▶ _AVAILABLE DATA_:
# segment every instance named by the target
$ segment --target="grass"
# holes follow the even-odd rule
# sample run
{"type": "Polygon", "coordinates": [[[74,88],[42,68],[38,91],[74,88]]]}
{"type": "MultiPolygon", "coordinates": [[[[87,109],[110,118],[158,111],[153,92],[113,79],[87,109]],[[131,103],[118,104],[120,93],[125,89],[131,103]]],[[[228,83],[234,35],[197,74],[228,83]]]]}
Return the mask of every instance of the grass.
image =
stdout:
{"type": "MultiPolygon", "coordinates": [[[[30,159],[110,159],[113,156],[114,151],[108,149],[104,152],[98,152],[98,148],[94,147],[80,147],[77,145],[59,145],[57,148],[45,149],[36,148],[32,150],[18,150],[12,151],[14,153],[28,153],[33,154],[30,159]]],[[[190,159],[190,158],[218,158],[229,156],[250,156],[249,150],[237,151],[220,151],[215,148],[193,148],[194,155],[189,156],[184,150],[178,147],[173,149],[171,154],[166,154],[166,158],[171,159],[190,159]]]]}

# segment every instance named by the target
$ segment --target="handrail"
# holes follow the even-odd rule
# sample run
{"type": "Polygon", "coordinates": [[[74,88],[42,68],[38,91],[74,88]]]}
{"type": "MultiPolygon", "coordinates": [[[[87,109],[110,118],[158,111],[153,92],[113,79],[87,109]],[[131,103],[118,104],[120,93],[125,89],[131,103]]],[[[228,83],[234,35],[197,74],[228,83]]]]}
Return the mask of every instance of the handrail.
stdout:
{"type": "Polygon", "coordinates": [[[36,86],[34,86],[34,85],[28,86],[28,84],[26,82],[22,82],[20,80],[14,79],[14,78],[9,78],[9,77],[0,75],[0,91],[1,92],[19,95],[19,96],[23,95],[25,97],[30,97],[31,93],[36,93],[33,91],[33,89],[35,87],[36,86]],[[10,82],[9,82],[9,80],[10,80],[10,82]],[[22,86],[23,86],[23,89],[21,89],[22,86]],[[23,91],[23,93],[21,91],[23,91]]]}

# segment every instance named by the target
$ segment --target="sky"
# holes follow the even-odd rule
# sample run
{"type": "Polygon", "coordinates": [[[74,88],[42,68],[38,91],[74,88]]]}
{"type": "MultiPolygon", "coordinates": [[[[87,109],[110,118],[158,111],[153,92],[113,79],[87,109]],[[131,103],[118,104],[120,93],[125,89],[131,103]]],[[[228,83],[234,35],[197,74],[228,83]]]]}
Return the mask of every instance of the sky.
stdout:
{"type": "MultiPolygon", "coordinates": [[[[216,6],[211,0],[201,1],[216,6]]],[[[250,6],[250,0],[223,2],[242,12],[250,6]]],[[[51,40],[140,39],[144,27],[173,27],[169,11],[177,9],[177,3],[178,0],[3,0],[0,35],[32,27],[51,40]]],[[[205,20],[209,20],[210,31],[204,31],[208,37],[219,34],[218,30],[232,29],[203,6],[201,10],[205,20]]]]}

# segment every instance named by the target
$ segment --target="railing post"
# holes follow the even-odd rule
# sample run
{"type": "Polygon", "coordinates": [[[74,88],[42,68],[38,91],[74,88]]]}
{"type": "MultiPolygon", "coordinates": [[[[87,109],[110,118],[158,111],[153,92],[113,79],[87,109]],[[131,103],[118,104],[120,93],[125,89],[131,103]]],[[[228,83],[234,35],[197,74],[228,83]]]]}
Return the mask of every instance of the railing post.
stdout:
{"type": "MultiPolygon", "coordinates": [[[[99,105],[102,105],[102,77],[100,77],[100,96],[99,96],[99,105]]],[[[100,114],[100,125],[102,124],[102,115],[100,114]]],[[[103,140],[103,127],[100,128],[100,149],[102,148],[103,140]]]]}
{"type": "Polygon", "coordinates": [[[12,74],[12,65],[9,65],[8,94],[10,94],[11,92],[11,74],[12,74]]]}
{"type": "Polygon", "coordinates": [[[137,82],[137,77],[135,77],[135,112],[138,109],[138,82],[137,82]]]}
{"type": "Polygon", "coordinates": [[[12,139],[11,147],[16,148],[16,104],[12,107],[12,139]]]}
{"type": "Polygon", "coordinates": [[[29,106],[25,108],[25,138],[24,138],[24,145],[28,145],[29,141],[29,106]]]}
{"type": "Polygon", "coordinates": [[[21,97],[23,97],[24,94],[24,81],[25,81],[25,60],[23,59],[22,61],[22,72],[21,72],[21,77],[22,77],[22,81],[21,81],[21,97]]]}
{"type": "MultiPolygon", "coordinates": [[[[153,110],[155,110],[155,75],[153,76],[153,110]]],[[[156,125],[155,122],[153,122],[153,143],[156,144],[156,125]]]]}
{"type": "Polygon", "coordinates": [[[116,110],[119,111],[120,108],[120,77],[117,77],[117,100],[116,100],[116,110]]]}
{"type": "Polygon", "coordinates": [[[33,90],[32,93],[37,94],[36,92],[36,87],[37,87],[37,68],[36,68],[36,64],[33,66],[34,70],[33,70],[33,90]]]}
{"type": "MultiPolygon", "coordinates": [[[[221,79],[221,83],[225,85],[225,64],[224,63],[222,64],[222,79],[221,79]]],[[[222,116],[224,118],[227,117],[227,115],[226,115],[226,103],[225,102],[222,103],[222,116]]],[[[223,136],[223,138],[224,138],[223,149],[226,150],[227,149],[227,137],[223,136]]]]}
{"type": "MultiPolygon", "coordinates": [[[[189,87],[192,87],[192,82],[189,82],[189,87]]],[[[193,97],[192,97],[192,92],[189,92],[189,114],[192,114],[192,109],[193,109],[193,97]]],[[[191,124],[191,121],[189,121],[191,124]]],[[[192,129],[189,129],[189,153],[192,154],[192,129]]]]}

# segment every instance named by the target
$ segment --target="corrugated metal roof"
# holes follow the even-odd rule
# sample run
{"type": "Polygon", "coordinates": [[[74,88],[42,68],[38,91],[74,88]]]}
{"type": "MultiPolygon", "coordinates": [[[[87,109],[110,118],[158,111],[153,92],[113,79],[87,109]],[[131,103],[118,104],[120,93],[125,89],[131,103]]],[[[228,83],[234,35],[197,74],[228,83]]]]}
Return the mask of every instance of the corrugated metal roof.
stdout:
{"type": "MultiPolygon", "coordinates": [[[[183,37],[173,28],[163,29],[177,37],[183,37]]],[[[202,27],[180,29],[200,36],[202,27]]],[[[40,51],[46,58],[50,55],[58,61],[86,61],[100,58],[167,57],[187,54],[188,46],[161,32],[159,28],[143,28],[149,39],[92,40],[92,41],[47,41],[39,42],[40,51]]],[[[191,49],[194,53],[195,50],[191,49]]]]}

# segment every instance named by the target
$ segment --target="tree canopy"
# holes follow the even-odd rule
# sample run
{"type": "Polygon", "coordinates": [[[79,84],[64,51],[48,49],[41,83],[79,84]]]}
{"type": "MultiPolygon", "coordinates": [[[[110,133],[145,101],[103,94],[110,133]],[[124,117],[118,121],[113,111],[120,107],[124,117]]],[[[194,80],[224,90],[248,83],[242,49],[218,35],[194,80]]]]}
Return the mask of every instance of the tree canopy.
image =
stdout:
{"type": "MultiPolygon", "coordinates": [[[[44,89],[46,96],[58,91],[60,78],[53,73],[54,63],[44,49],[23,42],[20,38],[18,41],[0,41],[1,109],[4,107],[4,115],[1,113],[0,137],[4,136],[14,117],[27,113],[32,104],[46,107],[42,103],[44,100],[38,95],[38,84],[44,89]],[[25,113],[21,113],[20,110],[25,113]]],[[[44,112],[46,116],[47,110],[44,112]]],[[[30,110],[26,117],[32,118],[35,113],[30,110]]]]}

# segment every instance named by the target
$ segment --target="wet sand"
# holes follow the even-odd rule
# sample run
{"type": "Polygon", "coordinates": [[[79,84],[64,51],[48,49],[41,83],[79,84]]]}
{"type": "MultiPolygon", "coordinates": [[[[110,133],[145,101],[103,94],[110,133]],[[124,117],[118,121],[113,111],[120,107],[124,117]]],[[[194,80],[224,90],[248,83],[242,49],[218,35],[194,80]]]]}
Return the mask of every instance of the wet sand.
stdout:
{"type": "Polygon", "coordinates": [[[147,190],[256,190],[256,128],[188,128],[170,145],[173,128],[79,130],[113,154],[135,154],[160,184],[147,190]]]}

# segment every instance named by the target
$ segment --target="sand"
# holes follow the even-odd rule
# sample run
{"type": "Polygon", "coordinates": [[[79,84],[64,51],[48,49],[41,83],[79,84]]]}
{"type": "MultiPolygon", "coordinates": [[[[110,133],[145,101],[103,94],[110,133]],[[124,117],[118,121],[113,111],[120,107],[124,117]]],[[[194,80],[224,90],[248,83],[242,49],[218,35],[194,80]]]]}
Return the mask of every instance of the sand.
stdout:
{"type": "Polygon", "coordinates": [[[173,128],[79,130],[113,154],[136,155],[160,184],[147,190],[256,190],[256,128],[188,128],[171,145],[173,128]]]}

▶ _PROBLEM DESCRIPTION_: Please pick out every line of the items above that contains the string "post", and list those lines in their original order.

▶ _OUTPUT FOR THIS TASK_:
$ segment --target="railing post"
Return the mask of every instance of the railing post.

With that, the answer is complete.